**Requirements:**
Write the listing below out again exactly, dropping the images.

---------- Raw data ----------

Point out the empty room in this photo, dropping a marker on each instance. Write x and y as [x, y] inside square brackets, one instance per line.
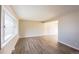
[39, 29]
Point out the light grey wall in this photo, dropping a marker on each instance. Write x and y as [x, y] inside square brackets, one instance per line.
[69, 30]
[0, 26]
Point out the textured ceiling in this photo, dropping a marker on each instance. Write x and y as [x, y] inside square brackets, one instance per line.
[41, 12]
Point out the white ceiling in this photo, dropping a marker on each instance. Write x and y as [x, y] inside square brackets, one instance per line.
[41, 12]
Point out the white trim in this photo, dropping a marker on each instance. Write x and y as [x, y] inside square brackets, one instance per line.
[69, 45]
[7, 41]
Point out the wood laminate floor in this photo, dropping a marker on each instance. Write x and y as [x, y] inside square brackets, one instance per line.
[42, 45]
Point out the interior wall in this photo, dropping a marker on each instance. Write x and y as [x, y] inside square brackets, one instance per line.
[0, 26]
[51, 28]
[30, 28]
[69, 30]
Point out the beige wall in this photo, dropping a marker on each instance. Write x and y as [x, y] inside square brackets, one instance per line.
[69, 30]
[51, 28]
[30, 28]
[9, 10]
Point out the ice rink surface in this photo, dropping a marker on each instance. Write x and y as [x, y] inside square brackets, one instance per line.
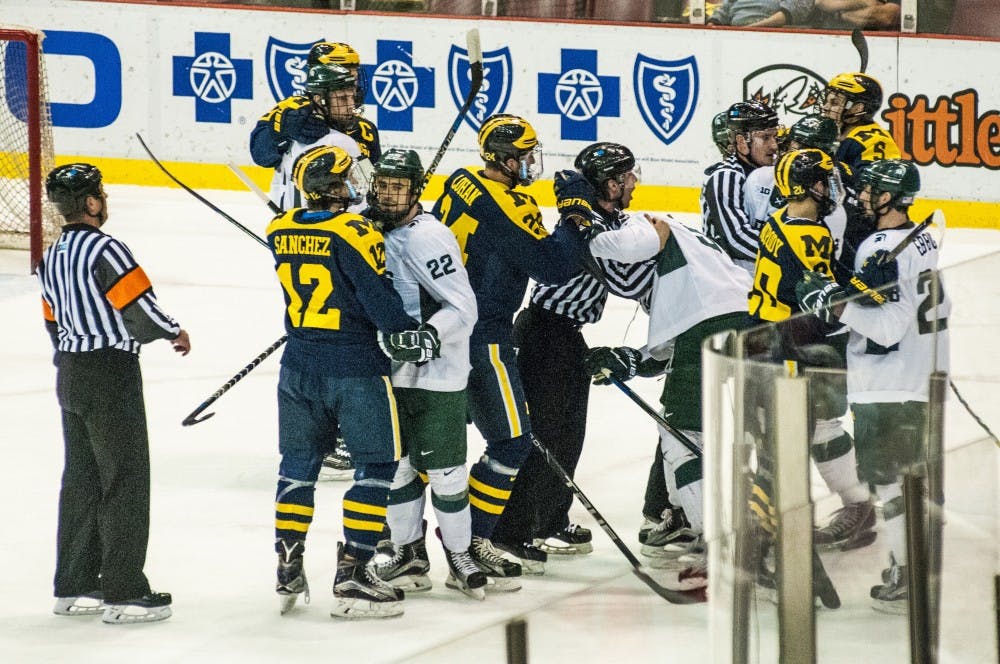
[213, 491]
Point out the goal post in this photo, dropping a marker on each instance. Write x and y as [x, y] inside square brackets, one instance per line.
[27, 220]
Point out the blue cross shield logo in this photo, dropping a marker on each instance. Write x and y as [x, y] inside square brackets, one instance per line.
[579, 94]
[286, 67]
[213, 77]
[494, 94]
[397, 86]
[667, 92]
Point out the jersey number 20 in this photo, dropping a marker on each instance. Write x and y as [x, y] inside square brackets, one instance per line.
[315, 313]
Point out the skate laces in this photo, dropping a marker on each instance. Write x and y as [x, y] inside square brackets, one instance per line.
[485, 551]
[462, 562]
[848, 518]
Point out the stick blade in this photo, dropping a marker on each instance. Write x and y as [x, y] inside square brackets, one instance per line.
[474, 47]
[861, 44]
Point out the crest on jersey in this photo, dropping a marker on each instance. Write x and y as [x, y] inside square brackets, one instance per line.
[792, 91]
[494, 94]
[667, 92]
[286, 67]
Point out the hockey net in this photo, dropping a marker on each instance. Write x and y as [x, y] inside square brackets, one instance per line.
[27, 219]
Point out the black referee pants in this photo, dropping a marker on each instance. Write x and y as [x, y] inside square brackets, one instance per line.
[104, 501]
[556, 386]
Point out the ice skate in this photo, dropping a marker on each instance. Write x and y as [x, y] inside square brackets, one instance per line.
[87, 604]
[148, 608]
[407, 568]
[571, 540]
[669, 538]
[337, 465]
[850, 528]
[502, 575]
[464, 575]
[291, 575]
[532, 558]
[891, 596]
[359, 592]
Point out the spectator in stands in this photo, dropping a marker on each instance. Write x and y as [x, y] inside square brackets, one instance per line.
[849, 14]
[762, 13]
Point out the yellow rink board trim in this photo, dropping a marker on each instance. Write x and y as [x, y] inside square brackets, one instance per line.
[959, 214]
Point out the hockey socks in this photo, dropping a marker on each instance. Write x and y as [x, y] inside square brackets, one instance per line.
[293, 509]
[365, 508]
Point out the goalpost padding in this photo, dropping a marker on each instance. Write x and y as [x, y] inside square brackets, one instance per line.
[27, 220]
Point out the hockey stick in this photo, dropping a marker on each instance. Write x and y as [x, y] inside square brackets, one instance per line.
[649, 410]
[193, 417]
[971, 412]
[672, 596]
[861, 44]
[475, 52]
[194, 193]
[252, 186]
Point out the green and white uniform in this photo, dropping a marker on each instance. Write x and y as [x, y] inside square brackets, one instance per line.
[697, 291]
[425, 263]
[893, 350]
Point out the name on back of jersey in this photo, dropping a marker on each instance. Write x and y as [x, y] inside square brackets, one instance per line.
[770, 240]
[466, 189]
[311, 245]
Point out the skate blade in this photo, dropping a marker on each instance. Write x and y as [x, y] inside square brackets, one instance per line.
[79, 606]
[412, 583]
[566, 550]
[335, 475]
[127, 615]
[496, 584]
[892, 607]
[474, 593]
[360, 609]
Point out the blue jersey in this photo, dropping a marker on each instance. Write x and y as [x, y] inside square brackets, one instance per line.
[332, 270]
[504, 243]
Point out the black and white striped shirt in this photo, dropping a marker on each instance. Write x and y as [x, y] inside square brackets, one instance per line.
[94, 294]
[583, 297]
[723, 216]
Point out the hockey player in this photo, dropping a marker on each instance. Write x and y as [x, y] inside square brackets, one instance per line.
[753, 137]
[503, 243]
[297, 119]
[426, 267]
[331, 267]
[551, 347]
[100, 309]
[696, 292]
[761, 197]
[852, 100]
[793, 240]
[894, 348]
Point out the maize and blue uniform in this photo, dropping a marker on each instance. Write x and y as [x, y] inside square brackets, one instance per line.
[503, 244]
[332, 270]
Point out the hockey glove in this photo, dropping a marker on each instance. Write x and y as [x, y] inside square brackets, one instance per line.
[575, 196]
[818, 294]
[604, 363]
[875, 274]
[419, 345]
[300, 124]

----------

**Answer for the task:**
Point out the empty room in this photo, dropping a marker on each instance. Write x and y as [x, y] inside square brackets, one instance per line.
[39, 29]
Point out the light grey wall in this photo, dropping a marker on each instance. Write x and y as [x, y] inside square brackets, one instance per line.
[69, 30]
[0, 26]
Point out the textured ceiling in this photo, dropping a marker on each instance. Write x and y as [x, y] inside square brackets, one instance per line.
[41, 12]
Point out the white ceiling in this photo, dropping a marker on each instance. Write x and y as [x, y] inside square brackets, one instance per line.
[41, 12]
Point out the white trim in this photo, dropping a marker on each instance. Write x and y as [x, y] inside square brackets, one instance per line.
[69, 45]
[7, 41]
Point out the wood laminate floor in this photo, dropping a marker on each instance. Write x and y as [x, y] inside square brackets, one instance per line.
[42, 45]
Point out the interior wall in this photo, dropping a marker on each instance. Write x and y as [x, y] inside square brackets, one instance per line.
[0, 26]
[51, 28]
[30, 28]
[69, 30]
Point out the beige wall in this photo, dropping a marker on each instance. Write x and y as [x, y] inside square brackets, one instance per line.
[69, 30]
[51, 28]
[30, 28]
[9, 10]
Point out the ice rink surface in this photo, dropping a marker on each instance. Write x and y as [x, y] inside square brackets, one instance per line.
[213, 491]
Point out the goal post in this photo, dropping a marker on each instance. Write x and y as [x, y] inside square brackets, one instance per line.
[27, 220]
Point out the blue cross shield logo in this photo, dropping a marker on each instance. Write x and y as [x, y] inside square brackets, one instance per line.
[579, 94]
[286, 67]
[213, 77]
[494, 94]
[397, 86]
[667, 92]
Point out the jersey number 20 in this photo, dropping a marker on each instance. Write x and y as [x, y] inside square brackets, one instance per line.
[315, 313]
Point out the skate laces in this photo, dropping a marker on each instance. Write x and y as [x, y] inside square brackets, one instance per line.
[485, 551]
[462, 562]
[848, 518]
Point out the stick blade in this photo, dropping a marker on each instance. Write x and y as [x, y] inside square brackets, one instance per line.
[474, 47]
[861, 44]
Point out the crest on jersey in this photo, dropping a marker on each instance. Write x and y as [x, y] inside square brackets, one instance per line.
[792, 91]
[494, 94]
[667, 92]
[286, 67]
Point out the hockey net in this photo, dropping a marker on each instance. Write x and y as [x, y] inside square brackets, one instance per line.
[27, 219]
Point out the black referee pants in this photo, dropping a marker on each instance. Write x and y as [x, y] inside square brackets, one instance per line.
[104, 501]
[556, 386]
Point out the ice skate in this photo, dropping a marker on each instance. Write x and y as [x, y] inside square brackets, one instance per line.
[87, 604]
[148, 608]
[407, 568]
[571, 540]
[669, 538]
[337, 465]
[850, 528]
[502, 575]
[464, 575]
[291, 575]
[532, 558]
[891, 596]
[359, 592]
Point out the spectator in stands in this photo, dropping a marker on each instance. Write x and y as [x, y] inside square brackets, one instance per line.
[849, 14]
[762, 13]
Point out the yellow rink board trim in this photo, dropping a marker on each instance. Write x and y as [x, y] inside square brackets, one instance per line.
[959, 214]
Point out the hockey socks in this photo, dropping a marker on each instance. Write x and y as [x, y] inside square brackets, one instance per line.
[293, 509]
[365, 508]
Point out the goalpost padding in this photo, dropping a marker on each instance. Write x and y as [x, y] inside square brackets, one instance per line.
[27, 220]
Point out the hockey stick in this photo, dropping a marker on each instance. Write x and y as [x, y] inside square brackets, one instance per line.
[649, 410]
[193, 417]
[971, 412]
[672, 596]
[861, 44]
[475, 52]
[194, 193]
[252, 186]
Point out the green and white uniform in this photo, dropping a marker on each instance. Write x and y as [x, y] inside square brackets, one instance per line.
[697, 291]
[425, 263]
[893, 350]
Point out the name on back of jersey in this photo, dropping a marker on each instance. Write x and y as [x, y] inside square brackets, one instance per line.
[770, 240]
[466, 189]
[311, 245]
Point out the skate blade in this photo, dropping a marker on each instance. Write x and y as [x, y] inside square brackets, one instance per line.
[79, 606]
[412, 583]
[566, 550]
[335, 475]
[127, 615]
[496, 584]
[892, 607]
[474, 593]
[360, 609]
Point out the blue jersey in this photo, dropping a marker on each instance. Write x and y as [x, y] inside square brackets, one instance per line.
[332, 270]
[504, 243]
Point out the black and white striped shirt in this photo, dropping a marker on each instance. Write x and y as [x, y] inside square brackets, one instance per line.
[94, 294]
[583, 297]
[723, 216]
Point out the hockey player in this photo, dropping a marker on each instance. Write x and y as [x, y] inside square brackets, one instance per line.
[753, 137]
[503, 243]
[297, 119]
[426, 267]
[331, 267]
[551, 347]
[100, 309]
[696, 292]
[761, 197]
[852, 100]
[793, 240]
[894, 348]
Point out the maize and blue uniform in this photo, dropping a marker on each instance. Write x and y as [x, y] inside square brackets, one instance per line.
[503, 244]
[332, 270]
Point out the hockey glove in this photo, dropping a marker on each instance. Write x and y as [x, y] inside square brackets, one instance per line.
[575, 196]
[818, 294]
[604, 363]
[875, 274]
[419, 345]
[300, 124]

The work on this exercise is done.